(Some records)

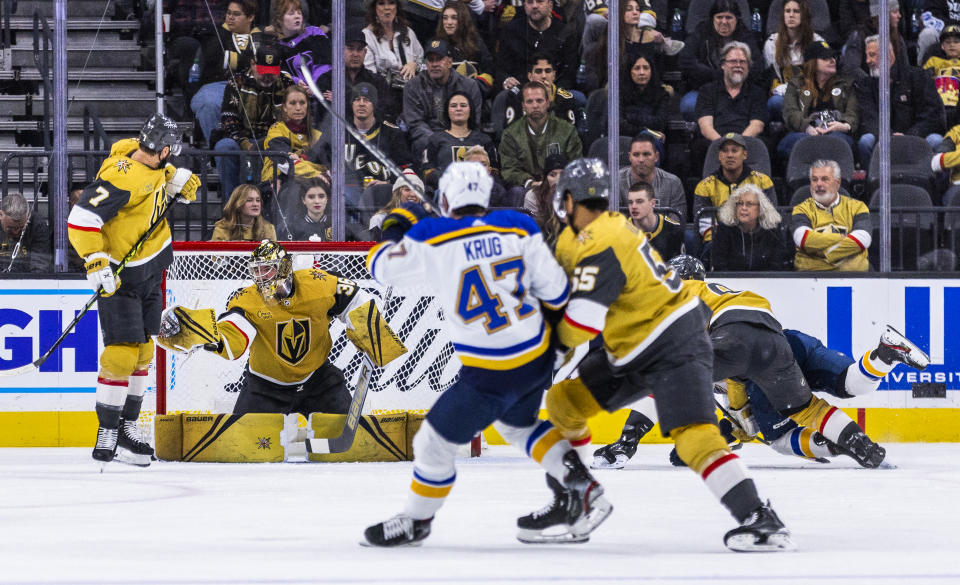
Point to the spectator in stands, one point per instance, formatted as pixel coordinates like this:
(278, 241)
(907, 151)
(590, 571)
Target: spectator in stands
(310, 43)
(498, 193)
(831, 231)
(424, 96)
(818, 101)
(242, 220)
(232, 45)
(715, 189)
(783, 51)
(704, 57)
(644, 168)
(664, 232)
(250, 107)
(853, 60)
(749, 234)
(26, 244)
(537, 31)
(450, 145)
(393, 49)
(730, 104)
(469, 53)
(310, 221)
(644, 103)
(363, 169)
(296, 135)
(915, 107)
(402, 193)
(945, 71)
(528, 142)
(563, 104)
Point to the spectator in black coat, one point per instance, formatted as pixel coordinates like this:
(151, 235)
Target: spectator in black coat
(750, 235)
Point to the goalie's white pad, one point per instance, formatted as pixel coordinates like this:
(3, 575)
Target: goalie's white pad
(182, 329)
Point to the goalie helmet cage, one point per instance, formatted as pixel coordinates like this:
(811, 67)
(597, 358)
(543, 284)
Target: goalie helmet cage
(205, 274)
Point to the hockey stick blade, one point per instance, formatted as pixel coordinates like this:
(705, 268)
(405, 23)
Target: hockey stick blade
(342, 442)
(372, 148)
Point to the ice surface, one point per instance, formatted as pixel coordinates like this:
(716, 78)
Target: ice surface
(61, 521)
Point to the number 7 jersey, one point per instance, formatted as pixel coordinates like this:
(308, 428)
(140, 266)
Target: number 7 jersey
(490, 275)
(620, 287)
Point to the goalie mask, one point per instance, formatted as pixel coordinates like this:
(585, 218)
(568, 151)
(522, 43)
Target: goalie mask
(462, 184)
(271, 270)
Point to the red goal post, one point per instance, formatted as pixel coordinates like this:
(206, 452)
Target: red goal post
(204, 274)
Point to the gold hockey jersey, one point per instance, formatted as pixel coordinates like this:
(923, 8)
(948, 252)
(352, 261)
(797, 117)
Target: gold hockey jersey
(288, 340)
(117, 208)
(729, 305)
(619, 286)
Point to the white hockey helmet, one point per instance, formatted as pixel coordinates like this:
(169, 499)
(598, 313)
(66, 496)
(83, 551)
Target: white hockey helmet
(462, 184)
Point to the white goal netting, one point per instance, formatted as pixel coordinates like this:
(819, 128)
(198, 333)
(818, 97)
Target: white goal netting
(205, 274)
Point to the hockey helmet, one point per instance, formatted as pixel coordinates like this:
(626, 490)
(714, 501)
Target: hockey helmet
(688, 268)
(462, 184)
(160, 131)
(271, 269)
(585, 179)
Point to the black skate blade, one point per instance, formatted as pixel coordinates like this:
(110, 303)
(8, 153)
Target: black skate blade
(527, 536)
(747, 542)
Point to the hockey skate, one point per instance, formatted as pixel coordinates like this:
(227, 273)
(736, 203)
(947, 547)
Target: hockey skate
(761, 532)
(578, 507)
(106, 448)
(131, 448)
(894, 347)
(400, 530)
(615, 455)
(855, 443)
...
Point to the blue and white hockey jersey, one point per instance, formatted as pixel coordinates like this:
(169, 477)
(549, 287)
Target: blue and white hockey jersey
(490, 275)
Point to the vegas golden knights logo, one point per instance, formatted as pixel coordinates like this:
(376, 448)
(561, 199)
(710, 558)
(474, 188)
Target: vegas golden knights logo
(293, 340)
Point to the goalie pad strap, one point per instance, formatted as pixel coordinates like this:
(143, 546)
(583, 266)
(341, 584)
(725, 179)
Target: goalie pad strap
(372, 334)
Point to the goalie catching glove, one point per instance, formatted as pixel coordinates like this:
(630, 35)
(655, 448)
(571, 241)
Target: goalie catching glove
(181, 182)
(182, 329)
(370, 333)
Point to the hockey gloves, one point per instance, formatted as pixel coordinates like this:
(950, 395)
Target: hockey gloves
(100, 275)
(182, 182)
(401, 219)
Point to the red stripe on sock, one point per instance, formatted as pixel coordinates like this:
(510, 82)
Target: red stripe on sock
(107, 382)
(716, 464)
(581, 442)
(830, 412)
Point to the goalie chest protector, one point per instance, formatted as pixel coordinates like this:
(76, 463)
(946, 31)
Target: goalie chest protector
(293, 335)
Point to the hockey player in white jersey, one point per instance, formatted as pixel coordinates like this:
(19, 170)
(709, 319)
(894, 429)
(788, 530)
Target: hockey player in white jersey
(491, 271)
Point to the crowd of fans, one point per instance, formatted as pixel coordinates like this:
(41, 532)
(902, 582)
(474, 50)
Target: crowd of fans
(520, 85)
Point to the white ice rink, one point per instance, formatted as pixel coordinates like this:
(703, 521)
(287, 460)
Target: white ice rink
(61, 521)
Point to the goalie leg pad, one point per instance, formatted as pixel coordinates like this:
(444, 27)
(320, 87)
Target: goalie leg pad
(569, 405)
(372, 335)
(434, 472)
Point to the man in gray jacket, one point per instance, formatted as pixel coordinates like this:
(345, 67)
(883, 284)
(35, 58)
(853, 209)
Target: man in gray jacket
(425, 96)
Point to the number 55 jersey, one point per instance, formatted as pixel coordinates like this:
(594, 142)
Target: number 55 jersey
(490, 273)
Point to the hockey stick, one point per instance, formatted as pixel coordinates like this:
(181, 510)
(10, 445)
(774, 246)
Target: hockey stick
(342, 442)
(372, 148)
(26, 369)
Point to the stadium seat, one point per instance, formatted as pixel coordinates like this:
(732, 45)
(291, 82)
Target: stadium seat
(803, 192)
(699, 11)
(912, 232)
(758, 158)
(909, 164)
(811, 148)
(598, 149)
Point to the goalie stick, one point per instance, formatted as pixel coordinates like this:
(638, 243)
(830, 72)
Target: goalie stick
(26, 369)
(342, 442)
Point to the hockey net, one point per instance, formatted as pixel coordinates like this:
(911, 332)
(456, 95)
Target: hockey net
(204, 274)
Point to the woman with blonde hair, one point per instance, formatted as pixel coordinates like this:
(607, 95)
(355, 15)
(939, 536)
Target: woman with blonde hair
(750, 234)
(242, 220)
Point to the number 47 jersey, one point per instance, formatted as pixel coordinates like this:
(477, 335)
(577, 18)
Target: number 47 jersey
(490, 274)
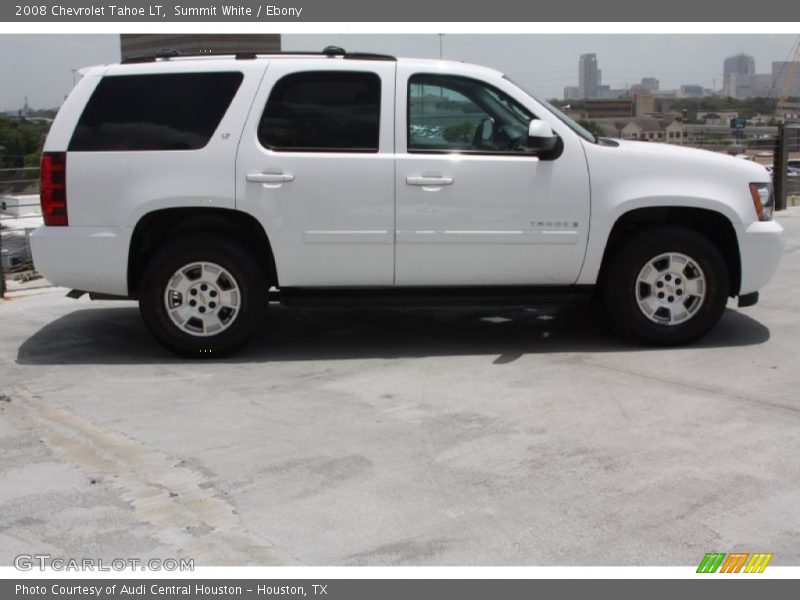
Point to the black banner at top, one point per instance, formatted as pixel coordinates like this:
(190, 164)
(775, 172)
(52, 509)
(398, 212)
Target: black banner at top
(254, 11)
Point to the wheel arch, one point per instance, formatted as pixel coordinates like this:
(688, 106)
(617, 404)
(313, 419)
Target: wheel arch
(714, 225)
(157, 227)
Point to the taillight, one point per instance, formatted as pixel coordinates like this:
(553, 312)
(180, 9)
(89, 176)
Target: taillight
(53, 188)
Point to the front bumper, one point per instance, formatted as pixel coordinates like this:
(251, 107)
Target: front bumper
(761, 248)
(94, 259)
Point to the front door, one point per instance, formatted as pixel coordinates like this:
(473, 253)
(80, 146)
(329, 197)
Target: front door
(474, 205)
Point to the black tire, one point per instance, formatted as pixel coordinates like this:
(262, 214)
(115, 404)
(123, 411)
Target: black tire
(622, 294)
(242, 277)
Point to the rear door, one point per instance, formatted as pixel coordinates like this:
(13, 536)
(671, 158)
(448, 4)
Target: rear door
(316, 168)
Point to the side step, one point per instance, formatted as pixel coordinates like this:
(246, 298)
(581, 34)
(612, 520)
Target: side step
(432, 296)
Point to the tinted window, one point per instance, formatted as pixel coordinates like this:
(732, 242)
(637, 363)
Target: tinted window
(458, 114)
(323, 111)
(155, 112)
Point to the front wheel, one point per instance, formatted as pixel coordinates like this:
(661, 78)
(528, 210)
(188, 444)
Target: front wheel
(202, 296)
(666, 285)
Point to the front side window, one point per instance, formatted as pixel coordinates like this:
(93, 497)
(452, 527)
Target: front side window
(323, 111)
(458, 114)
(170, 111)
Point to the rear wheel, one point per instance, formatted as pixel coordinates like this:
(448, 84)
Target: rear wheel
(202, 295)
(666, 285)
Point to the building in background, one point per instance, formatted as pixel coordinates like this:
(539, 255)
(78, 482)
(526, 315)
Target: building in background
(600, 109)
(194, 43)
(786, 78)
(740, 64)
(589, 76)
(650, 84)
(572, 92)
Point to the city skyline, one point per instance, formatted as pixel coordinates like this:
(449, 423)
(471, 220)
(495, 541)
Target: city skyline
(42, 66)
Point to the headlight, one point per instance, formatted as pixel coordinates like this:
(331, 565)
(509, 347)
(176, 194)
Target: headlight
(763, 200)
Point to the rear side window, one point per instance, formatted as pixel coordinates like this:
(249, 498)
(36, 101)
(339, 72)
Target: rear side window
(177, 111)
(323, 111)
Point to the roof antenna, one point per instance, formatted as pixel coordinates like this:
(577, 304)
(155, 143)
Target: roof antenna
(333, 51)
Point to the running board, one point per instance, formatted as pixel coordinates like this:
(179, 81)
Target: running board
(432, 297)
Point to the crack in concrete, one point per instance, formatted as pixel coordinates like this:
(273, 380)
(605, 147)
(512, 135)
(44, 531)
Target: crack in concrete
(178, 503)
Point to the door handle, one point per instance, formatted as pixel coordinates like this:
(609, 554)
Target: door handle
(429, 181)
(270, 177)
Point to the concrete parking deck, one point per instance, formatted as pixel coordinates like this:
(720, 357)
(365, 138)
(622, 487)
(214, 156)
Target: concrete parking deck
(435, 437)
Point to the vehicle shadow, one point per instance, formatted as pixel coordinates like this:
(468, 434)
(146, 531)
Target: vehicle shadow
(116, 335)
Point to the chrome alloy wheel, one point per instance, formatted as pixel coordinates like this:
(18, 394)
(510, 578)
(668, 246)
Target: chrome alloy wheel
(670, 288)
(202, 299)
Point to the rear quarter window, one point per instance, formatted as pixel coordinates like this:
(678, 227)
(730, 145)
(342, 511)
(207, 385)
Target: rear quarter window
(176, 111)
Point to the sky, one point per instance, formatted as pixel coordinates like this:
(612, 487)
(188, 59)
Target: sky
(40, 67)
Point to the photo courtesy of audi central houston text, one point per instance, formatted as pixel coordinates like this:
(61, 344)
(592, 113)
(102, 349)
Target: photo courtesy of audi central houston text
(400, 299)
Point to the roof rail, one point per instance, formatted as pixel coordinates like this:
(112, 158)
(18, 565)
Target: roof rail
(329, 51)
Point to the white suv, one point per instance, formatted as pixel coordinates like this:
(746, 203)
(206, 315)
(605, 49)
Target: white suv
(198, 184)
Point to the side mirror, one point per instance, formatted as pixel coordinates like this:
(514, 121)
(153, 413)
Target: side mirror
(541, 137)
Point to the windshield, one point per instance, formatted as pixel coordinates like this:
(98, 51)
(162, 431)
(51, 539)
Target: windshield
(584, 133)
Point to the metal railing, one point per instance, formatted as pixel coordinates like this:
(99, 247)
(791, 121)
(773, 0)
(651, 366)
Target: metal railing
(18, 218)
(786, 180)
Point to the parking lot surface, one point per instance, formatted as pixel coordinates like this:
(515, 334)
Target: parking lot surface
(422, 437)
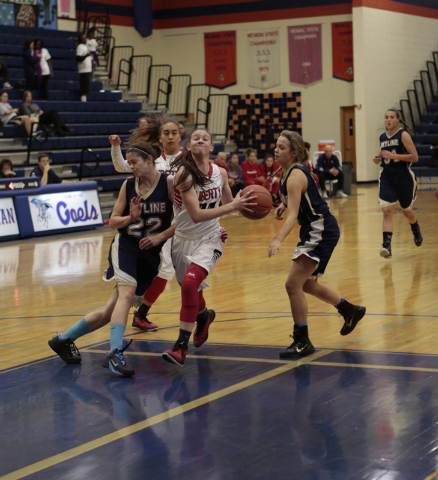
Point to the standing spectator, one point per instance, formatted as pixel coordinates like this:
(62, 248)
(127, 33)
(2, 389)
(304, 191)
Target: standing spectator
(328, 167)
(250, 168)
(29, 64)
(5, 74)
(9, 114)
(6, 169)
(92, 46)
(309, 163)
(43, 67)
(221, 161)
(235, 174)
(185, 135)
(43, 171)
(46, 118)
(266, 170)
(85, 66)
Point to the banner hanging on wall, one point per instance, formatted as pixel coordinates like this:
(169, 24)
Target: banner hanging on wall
* * *
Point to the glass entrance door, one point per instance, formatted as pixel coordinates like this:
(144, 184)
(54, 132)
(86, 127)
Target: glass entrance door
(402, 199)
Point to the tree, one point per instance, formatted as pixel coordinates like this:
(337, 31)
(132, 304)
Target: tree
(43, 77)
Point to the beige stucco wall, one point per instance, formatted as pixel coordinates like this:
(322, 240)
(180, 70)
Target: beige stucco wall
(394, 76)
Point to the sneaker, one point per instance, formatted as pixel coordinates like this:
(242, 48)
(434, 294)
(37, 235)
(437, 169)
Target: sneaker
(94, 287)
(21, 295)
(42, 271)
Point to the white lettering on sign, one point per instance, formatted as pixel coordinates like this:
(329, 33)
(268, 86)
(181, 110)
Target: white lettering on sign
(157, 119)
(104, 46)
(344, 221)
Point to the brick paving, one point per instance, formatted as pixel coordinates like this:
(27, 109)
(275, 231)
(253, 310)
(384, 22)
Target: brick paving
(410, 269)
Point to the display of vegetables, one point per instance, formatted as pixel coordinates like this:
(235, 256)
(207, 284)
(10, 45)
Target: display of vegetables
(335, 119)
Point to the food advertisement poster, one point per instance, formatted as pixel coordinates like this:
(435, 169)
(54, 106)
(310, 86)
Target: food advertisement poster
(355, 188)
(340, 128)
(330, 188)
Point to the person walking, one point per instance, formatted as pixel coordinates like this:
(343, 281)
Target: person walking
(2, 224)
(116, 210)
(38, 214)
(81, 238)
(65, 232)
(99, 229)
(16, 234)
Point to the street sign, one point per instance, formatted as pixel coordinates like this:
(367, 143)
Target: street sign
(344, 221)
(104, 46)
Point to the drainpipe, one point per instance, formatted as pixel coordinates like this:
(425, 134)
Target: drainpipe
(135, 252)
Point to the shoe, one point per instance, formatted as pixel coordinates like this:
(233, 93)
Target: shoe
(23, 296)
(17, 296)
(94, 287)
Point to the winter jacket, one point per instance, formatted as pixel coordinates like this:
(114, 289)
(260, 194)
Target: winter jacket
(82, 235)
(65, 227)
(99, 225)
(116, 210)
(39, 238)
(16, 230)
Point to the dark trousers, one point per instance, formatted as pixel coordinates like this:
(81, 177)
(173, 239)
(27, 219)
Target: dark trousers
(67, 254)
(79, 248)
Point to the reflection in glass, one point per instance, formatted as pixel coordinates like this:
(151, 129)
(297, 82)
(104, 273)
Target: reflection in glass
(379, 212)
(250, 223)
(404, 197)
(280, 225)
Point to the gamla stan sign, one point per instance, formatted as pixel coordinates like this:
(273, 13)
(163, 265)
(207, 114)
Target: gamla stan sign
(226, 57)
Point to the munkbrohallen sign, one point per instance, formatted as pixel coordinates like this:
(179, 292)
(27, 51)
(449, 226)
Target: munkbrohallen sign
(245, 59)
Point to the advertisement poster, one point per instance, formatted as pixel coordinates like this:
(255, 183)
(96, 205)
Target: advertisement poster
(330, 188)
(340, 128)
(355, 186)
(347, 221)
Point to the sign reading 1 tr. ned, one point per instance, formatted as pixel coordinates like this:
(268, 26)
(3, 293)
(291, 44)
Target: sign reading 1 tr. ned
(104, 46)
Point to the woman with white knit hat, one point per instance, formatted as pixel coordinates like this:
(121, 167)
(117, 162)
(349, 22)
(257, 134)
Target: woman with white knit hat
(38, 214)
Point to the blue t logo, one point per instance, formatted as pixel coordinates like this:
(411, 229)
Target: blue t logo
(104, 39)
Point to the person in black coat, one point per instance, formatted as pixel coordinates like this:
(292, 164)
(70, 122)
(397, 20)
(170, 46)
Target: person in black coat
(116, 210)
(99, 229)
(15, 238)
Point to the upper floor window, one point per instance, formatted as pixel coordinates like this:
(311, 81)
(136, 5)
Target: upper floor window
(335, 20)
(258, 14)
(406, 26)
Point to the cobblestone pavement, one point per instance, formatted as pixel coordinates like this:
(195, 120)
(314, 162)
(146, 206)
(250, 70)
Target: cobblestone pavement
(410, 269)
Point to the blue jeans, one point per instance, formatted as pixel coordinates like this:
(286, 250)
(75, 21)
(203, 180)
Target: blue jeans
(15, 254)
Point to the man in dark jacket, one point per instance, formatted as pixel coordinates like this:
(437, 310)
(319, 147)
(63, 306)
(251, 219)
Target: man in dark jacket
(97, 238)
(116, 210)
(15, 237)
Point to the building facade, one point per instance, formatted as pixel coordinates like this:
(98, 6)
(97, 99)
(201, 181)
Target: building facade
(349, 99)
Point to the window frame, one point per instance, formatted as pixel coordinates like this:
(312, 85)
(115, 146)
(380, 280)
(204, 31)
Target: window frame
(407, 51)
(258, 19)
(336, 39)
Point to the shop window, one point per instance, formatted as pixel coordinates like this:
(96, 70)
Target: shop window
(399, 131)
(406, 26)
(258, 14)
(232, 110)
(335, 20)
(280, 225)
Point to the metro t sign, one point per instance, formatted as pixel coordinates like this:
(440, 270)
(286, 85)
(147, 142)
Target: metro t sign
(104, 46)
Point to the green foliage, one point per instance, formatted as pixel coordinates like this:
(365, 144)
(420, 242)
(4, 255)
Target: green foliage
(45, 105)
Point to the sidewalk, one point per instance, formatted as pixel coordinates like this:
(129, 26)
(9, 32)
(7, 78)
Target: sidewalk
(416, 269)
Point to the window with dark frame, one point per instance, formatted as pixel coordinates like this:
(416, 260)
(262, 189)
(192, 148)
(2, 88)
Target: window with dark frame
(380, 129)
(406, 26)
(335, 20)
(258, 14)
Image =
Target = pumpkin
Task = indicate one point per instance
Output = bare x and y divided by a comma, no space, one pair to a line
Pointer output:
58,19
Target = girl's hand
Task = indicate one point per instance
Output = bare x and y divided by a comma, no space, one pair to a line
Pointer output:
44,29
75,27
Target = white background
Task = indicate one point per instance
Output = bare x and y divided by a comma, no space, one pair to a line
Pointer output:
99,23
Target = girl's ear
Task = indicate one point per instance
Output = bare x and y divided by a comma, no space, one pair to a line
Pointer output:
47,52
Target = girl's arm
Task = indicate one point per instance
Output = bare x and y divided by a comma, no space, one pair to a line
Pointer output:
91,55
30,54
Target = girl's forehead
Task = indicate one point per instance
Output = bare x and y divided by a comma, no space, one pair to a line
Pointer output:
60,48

__Directions__. State how many lines of the records contain the word "knit". Give only the number.

__Solved exercise__. 2